(GIVEN TEXT):
-------------------------
Hey everyone! So this week Headspace turns 10 blogs old – and there have been over 1000 visits to the blog. I’d like to thank everyone who has written about their mental health experiences – if you’d like to share your experience do get in touch. Today’s post is a great one – it covers coping with life after University and has some great observations at the end.
I don’t really know where to start – so I’ll go from the beginning, I guess. I’d just finished university, and thought myself a well informed realist about how difficult breaking into my field would be. To quote a rather appropriate lyric – ‘ I never thought it would be easy… I didn’t know it would be this hard’. I had no idea. 6 months later I was doing a job I hated and facing the reality that what I needed was to further my education – which I couldn’t afford. So I worked away for minimum wage, in a situation a lot of people find themselves in – overworked, understaffed, underappreciated and stuck where I was. I had a few days off over Christmas- which if anything seemed to make things worse. I came back, and like putting back on a pair of painful shoes after resting for a while, it seemed worse than before I had a break.
It all came to a head one day – I was stood doing washing up during the breakfast rush, and it was like I was watching what was happening on a TV, or through someone else’s eyes (disassociation, my GP later called it). The next thing I knew, I was crying, shaking – I just hated being stuck here, being nothing but a warm body for an institution to work into the ground and replace with the next one in line where necessary.
-------------------------
(COMPLETE THE FOLLOWING):
a) Retype everything in the blog post about life after university from "Hey everyone! So" down to "at the end.", word for word.
b) Keep writing the blog post about life after university, picking up right after its last sentence.
The data that comes next has nothing to do with the blog post.

(DATA PROVIDED):
-------------------------
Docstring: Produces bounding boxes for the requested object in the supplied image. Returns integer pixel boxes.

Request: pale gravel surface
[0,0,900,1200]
-------------------------
(YOUR WRITTEN ANSWERS):
a)
Hey everyone! So this week Headspace turns 10 blogs old – and there have been over 1000 visits to the blog. I’d like to thank everyone who has written about their mental health experiences – if you’d like to share your experience do get in touch. Today’s post is a great one – it covers coping with life after University and has some great observations at the end.

b)
It was downhill from there, really. It was a rather brutal combination of anxiety, which kept me afraid of leaving the house and depression, which kept me from seeing the point of trying. I stopped doing things I enjoyed – partly because I just didn’t want to anymore, partly because I simply couldn’t bear it when I did manage to go do something, and I just didn’t enjoy it. Feeling like that about something I used to love was heart-breaking, and I couldn’t bear it. It took 3 different medications and 2 years to find something that worked for me – but even this didn’t make me ‘better’ – it lessened the dark feelings, but it lessened everything else as well. I was flat, somehow. It wasn’t until I saw a light at the end of the tunnel – a new loan scheme for MSc students – that things started to improve. I went abroad for an internship, got a place on an MSc program, and half way through that, finally, finally came off antidepressants 3 and a half years after starting them. I was happy – I could see a future, I was fulfilled learning about what I’m interested in – I’ve always loved learning.
Now, I’m afraid. I’m afraid because I’m staring down that dark tunnel again – facing the idea that all my investment in myself – all the internships, volunteering and education advisors say is needed to do what I want to do – isn’t getting me anywhere. I’m scared, because I can feel the bad days creeping back in. I’m scared, because I don’t want to go back on medication- with everything I have, I don’t want that.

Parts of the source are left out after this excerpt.